Items from a dataset:
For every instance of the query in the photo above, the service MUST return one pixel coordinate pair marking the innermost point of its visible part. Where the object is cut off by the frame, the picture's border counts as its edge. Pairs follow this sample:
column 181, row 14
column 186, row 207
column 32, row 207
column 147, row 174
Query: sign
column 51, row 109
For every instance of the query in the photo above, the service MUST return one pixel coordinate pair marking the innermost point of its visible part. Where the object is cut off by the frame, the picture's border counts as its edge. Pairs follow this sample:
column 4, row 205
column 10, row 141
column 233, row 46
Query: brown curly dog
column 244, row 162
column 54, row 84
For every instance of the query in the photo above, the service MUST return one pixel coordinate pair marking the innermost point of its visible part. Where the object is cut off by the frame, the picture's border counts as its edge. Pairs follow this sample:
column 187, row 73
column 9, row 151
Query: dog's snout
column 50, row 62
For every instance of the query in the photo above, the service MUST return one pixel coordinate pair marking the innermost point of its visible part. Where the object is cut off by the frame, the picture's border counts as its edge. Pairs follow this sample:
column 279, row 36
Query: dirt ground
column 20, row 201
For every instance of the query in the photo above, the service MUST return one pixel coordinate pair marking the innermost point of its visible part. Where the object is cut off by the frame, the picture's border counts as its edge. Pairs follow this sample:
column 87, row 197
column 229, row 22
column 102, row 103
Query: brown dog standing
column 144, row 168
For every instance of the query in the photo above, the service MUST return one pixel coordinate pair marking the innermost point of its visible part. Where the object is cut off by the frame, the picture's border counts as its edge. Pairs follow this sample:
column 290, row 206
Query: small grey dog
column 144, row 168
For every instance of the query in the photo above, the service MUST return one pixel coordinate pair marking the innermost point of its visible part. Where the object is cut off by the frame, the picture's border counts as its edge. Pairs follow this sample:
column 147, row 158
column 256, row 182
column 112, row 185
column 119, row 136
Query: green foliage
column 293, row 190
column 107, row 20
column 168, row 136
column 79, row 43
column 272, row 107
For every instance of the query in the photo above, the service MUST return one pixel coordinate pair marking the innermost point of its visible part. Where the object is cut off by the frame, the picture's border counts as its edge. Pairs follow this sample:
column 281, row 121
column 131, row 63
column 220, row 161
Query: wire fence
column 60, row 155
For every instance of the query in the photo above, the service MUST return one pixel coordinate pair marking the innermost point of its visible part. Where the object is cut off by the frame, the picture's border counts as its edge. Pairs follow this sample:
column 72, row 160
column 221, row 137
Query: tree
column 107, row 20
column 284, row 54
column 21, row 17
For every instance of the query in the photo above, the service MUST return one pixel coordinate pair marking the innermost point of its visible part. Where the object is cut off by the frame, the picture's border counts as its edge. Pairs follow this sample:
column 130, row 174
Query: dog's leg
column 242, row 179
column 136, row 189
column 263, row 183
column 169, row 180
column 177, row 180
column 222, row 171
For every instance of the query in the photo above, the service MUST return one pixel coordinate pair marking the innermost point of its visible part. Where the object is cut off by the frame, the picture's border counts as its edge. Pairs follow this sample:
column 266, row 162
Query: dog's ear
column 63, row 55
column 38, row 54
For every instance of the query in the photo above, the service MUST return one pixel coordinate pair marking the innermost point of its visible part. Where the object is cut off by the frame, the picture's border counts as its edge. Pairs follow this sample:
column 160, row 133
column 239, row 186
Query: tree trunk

» **PROBLEM TO SOLVE**: Swap "innermost point" for "central point" everywhere it occurs in the entries above, and write out all the entries again with nothing else changed.

» **OUTPUT**:
For every instance of the query in the photo above, the service MUST return one pixel coordinate pair marking the central point of its visible part. Where the object is cut off by the frame, the picture's border counts as its edge. Pairs follow this sample:
column 181, row 14
column 186, row 207
column 32, row 207
column 147, row 174
Query: sign
column 51, row 109
For every instance of the query in the photo above, the service MUST return one pixel coordinate pair marking the central point of its visible part. Where the object is cut off by the frame, the picture's border counts as its edge. Pairs follow this sample:
column 4, row 205
column 10, row 141
column 233, row 46
Query: brown curly dog
column 244, row 162
column 54, row 84
For every instance of the query in the photo above, the service MUST return one pixel coordinate pair marking the central point of its visible part. Where the object is cut off by the frame, the picture's border counts as its edge. Pairs follow this sample:
column 187, row 73
column 9, row 151
Query: dog's snout
column 50, row 62
For every instance of the query in the photo above, the service MUST return one pixel coordinate pair marking the central point of its visible part. Where the object is cut off by the frame, the picture's border counts as its edge. Pairs follow this sample:
column 279, row 36
Query: dirt ground
column 20, row 201
For every instance of the query in the photo above, the service MUST return one pixel coordinate pair marking the central point of its visible part. Where the object is cut off by the frame, the picture's border counts as its edge. Pairs follow this sample:
column 87, row 197
column 229, row 22
column 102, row 103
Query: brown dog standing
column 144, row 168
For every instance of the query in the photo above, the service MUST return one pixel coordinate pair marking the central point of its visible part. Where the object is cut off by the frame, the picture's border counts as its edge. Pairs follow this sample:
column 290, row 206
Query: small grey dog
column 144, row 168
For every instance of the query in the photo above, the service MUST return one pixel coordinate pair marking the central point of its visible part. Where the object is cut off by the frame, the picture's border counts as its edge. Pairs follow this sample:
column 147, row 158
column 256, row 182
column 112, row 185
column 119, row 136
Query: green foliage
column 293, row 190
column 107, row 20
column 168, row 136
column 79, row 43
column 272, row 107
For every instance of the query in the photo above, the service MUST return one pixel coordinate pair marking the central point of its visible part. Where the object is cut off by the frame, the picture's border counts as its edge. Pairs follow this sample:
column 281, row 121
column 131, row 63
column 220, row 161
Query: wire fence
column 60, row 155
For every instance of the query in the photo above, the service MUST return one pixel coordinate pair marking the central point of its visible part. Where the object is cut off by the frame, the picture's border counts as its edge. Pairs follow this sample:
column 72, row 160
column 221, row 137
Query: tree
column 107, row 20
column 284, row 54
column 21, row 17
For every instance of the query in the photo above, the service MUST return one pixel coordinate pair marking the central point of its visible part. Where the object is cut off by the frame, the picture's border counts as its edge. Pairs follow this sample:
column 130, row 174
Query: dog's leg
column 242, row 179
column 136, row 189
column 263, row 183
column 169, row 180
column 177, row 180
column 222, row 171
For every instance of the query in the photo above, the service MUST return one pixel coordinate pair marking the central point of its visible part. Where the object is cut off by the frame, the picture's border counts as its edge. Pairs follow this sample:
column 266, row 162
Query: dog's ear
column 63, row 55
column 38, row 54
For every instance of the query in the photo above, the service MUST return one pixel coordinate pair marking the central point of its visible part. Where the object is cut off by the frame, the picture's border counts as its edge. Pairs follow this sample:
column 160, row 133
column 239, row 186
Query: tree trunk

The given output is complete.